INSTRUCTION:
Please pull out every line of the records that contains the string "reed", copying each one in full. Case counts.

====== DATA FOR THIS EXERCISE

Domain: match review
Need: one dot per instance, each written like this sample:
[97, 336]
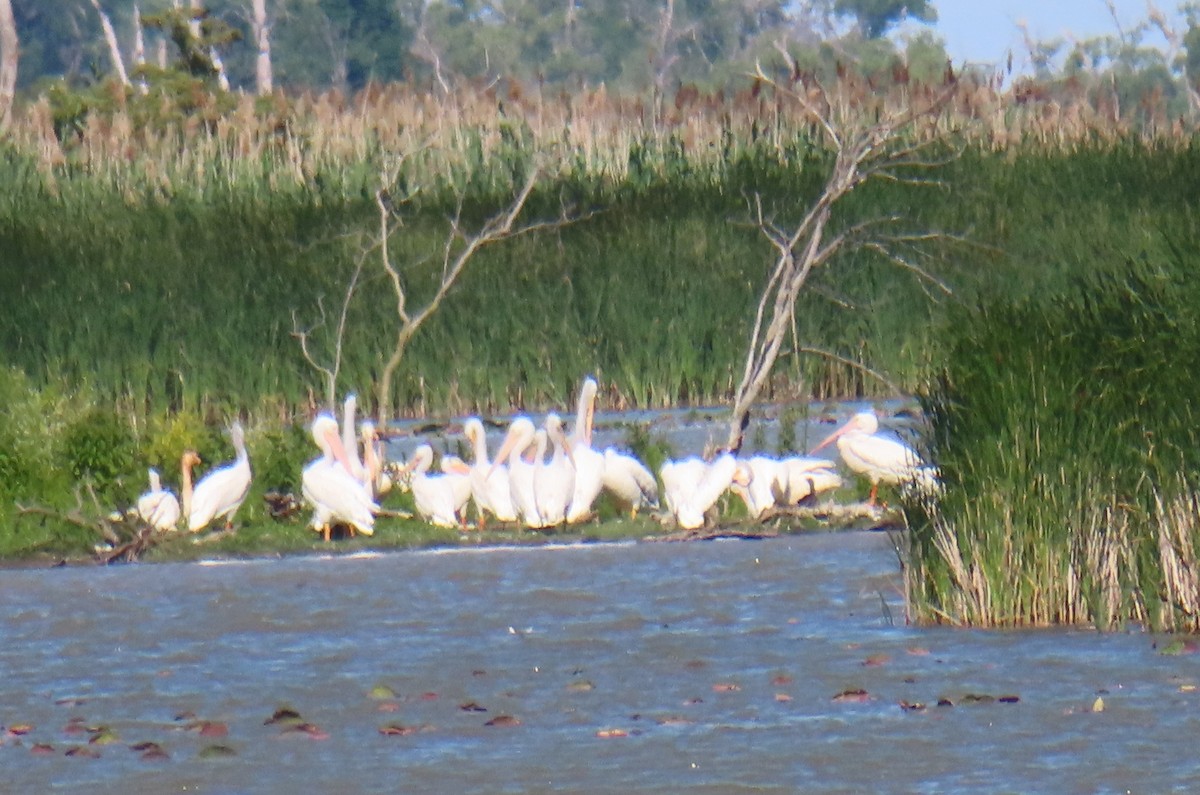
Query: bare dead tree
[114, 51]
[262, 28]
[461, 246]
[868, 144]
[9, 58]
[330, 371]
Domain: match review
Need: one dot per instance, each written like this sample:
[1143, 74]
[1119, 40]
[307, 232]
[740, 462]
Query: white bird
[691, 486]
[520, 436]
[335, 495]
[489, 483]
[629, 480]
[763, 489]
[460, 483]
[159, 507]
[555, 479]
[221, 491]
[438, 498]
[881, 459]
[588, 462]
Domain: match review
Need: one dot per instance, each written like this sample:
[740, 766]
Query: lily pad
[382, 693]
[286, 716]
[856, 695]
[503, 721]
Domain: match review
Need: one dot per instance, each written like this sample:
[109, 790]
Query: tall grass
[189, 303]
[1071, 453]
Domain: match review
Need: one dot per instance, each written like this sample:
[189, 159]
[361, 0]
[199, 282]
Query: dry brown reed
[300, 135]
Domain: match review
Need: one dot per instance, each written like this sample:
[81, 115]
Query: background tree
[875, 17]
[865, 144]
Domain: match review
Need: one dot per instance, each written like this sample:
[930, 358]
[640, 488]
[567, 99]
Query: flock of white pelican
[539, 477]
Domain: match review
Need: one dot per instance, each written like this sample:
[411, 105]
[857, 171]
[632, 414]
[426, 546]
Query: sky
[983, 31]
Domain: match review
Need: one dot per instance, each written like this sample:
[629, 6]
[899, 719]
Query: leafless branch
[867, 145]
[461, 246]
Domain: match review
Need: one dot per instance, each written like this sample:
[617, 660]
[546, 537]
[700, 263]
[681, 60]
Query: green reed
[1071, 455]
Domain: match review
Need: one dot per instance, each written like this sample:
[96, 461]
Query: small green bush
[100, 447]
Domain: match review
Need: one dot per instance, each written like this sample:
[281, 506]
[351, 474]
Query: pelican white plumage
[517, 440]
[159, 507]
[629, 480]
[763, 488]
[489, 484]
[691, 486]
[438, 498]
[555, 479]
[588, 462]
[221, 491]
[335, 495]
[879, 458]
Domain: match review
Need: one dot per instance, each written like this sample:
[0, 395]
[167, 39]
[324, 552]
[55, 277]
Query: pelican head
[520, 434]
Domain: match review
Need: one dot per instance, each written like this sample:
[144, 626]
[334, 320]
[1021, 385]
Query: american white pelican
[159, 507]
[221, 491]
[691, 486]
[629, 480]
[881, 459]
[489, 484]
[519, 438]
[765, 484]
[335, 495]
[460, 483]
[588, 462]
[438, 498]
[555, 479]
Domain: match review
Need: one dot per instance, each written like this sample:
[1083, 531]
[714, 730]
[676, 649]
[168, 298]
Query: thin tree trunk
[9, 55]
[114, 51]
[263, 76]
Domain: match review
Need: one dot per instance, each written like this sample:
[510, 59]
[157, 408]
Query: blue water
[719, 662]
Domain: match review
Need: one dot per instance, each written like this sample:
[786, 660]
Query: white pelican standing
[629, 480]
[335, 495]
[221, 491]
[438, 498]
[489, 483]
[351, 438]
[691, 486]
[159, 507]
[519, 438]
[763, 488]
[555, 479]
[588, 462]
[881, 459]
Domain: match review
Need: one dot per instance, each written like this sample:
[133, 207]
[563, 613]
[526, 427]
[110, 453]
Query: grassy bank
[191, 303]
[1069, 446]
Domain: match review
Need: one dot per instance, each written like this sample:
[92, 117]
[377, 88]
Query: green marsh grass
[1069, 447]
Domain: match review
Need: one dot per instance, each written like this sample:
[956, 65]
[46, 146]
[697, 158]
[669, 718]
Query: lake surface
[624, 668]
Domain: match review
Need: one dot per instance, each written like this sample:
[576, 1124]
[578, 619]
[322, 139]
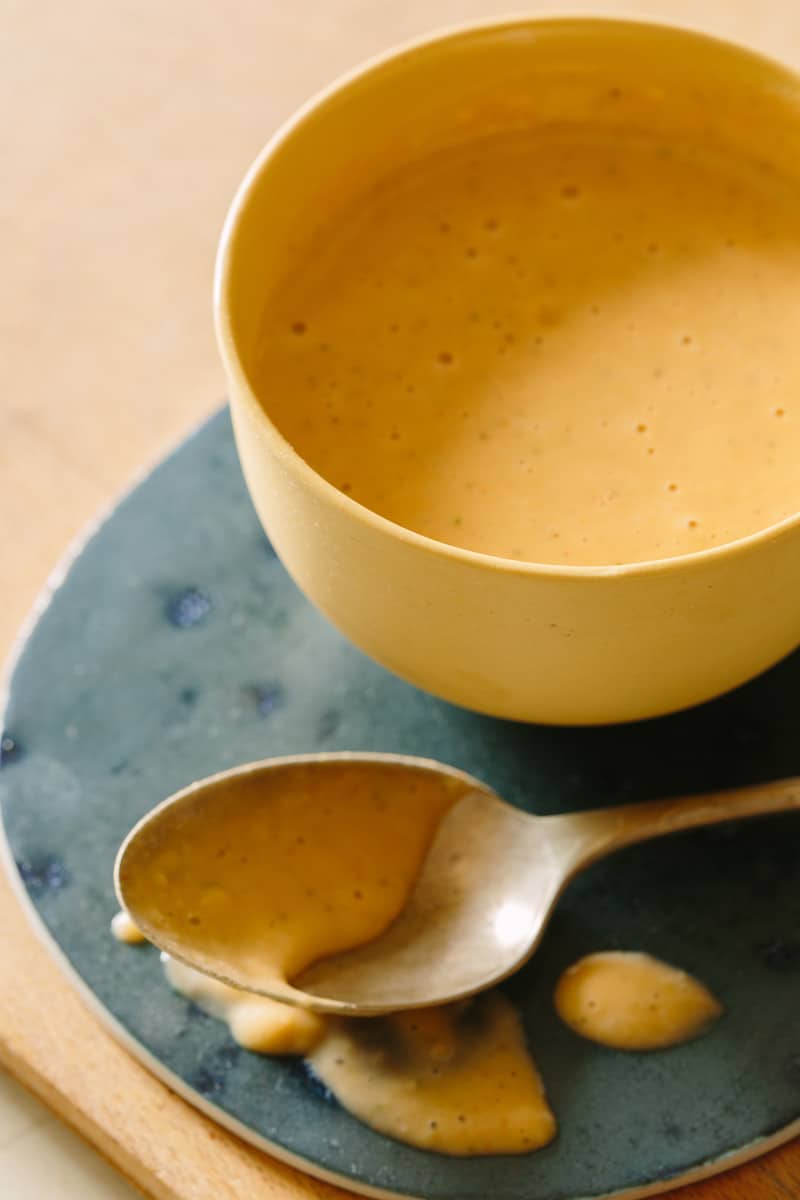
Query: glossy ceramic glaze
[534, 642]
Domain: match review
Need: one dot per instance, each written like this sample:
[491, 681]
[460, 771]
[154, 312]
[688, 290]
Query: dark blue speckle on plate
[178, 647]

============
====== DATA FOR THIS EXERCISE

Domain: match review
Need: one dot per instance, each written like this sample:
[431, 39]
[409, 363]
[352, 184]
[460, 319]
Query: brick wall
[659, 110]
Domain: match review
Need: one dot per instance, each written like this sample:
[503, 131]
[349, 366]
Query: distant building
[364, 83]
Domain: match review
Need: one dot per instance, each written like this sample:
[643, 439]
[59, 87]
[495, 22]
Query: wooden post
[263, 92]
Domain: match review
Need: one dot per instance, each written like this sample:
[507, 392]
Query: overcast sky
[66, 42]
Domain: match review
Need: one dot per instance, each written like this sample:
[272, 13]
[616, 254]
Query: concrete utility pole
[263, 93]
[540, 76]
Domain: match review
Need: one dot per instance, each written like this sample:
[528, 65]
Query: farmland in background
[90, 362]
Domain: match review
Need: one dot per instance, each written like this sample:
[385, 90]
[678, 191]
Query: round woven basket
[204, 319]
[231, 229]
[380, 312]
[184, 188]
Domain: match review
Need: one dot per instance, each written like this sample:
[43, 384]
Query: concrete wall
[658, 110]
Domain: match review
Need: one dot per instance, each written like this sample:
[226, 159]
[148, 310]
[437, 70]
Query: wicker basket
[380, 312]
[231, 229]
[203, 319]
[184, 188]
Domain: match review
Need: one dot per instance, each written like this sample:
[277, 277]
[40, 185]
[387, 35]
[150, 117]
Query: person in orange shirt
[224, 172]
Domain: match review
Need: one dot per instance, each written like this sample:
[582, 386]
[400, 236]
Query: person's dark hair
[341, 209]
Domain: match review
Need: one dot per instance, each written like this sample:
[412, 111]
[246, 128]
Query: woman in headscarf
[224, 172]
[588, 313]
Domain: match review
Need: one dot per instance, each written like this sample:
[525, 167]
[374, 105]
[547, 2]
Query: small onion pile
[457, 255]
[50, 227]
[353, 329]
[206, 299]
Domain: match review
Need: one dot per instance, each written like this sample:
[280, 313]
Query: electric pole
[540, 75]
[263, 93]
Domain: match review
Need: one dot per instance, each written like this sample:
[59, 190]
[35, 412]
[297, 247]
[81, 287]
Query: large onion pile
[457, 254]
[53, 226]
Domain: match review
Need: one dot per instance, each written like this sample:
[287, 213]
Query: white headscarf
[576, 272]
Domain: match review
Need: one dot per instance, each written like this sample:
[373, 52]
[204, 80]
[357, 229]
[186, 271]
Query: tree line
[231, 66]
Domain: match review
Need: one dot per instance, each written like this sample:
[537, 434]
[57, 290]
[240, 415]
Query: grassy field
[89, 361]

============
====== DATA FOR THIS EXERCISE

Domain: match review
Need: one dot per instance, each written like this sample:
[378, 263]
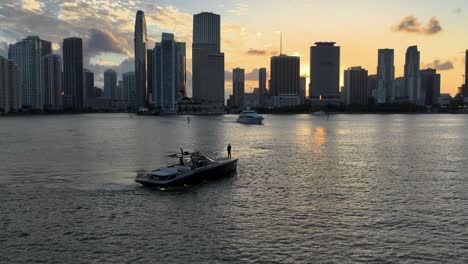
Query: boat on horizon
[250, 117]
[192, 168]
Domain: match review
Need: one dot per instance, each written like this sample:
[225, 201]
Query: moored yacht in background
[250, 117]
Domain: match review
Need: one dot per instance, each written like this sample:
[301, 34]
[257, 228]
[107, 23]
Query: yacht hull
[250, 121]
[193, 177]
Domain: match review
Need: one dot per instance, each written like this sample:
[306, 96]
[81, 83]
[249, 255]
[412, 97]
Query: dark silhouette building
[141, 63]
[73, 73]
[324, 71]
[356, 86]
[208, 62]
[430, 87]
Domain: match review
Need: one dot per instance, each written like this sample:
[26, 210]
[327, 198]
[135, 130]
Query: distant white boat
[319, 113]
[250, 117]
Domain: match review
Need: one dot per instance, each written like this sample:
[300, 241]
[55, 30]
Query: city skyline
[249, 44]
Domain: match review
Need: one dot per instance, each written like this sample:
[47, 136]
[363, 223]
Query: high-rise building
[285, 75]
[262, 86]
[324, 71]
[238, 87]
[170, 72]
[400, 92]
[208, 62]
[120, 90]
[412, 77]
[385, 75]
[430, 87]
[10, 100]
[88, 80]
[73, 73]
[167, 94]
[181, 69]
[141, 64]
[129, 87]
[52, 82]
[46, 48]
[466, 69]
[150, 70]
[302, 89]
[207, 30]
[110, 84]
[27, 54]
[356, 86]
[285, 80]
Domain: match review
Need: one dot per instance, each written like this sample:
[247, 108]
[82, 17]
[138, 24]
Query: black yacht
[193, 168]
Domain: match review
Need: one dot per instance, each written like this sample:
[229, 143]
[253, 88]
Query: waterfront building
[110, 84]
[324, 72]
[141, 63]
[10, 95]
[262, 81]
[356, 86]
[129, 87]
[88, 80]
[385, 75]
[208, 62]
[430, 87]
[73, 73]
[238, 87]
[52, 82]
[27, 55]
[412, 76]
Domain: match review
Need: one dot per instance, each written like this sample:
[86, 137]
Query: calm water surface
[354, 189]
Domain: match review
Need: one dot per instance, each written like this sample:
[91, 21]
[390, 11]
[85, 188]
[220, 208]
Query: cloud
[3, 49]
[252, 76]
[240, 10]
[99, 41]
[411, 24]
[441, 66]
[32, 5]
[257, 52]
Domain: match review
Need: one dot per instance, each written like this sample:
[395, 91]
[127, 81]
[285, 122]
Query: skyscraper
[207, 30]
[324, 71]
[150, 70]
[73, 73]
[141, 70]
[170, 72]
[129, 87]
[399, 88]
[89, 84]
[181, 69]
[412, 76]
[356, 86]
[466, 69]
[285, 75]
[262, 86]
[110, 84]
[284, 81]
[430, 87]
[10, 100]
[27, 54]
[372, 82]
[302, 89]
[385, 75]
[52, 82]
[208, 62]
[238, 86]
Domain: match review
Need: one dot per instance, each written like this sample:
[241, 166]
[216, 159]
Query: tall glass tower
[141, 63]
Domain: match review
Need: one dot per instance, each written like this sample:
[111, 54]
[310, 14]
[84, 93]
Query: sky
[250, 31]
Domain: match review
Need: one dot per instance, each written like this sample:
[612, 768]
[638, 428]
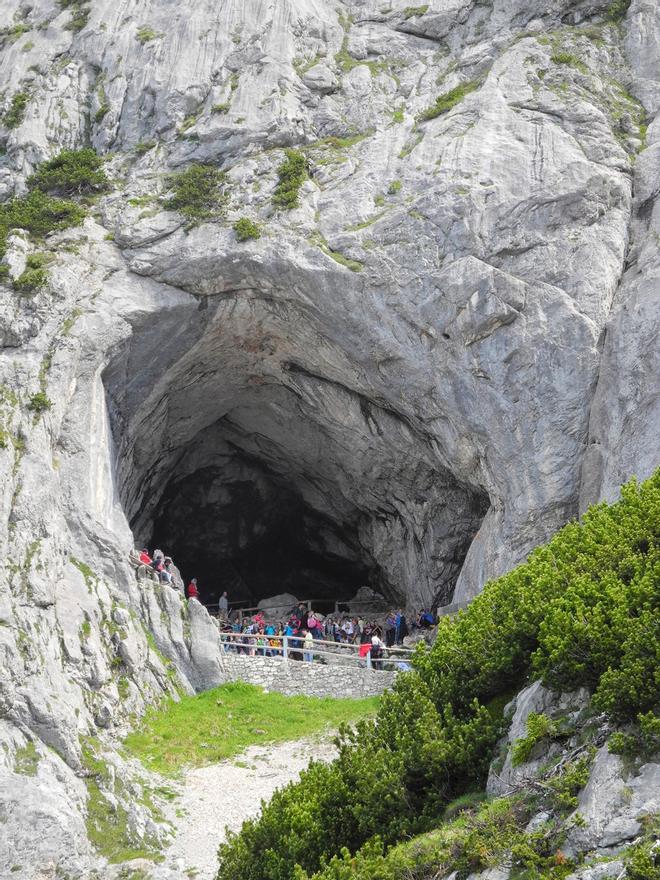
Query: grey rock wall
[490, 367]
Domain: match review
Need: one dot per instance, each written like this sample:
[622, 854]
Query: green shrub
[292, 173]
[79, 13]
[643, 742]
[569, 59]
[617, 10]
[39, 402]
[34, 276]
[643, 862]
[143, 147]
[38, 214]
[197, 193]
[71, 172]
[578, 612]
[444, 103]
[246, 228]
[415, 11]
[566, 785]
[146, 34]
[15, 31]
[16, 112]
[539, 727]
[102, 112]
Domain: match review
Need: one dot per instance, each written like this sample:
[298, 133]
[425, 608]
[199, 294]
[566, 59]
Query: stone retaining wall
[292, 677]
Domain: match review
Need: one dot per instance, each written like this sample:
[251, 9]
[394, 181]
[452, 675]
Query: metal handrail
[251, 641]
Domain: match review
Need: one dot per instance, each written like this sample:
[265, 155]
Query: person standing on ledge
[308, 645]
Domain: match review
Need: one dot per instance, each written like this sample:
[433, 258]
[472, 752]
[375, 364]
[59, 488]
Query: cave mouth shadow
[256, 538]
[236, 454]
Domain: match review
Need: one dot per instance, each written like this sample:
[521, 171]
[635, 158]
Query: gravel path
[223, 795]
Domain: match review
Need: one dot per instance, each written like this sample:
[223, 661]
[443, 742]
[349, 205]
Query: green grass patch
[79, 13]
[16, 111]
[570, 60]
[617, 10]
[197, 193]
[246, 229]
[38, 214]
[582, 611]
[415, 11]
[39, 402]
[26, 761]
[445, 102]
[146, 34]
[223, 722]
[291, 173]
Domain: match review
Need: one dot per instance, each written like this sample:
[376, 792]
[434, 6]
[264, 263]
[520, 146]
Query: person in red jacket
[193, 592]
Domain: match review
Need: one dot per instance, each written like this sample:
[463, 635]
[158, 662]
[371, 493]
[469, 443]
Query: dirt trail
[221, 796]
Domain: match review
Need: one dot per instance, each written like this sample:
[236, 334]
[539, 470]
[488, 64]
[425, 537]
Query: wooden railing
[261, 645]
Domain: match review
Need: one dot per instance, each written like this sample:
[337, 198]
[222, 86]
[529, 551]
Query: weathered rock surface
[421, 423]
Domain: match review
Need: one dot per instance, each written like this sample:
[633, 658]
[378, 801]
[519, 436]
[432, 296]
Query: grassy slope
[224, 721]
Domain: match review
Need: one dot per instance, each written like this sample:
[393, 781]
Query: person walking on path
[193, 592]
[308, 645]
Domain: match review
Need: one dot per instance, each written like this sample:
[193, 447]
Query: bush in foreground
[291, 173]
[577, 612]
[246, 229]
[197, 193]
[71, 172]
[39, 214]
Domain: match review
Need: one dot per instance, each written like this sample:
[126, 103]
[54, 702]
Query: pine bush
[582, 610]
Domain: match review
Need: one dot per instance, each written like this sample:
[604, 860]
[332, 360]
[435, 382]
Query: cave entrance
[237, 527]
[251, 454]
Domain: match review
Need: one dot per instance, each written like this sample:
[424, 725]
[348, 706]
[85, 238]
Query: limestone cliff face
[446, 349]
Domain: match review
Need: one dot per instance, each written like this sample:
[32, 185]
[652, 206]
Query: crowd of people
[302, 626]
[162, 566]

============

RESULT:
Query: dry brown reed
Query: green reed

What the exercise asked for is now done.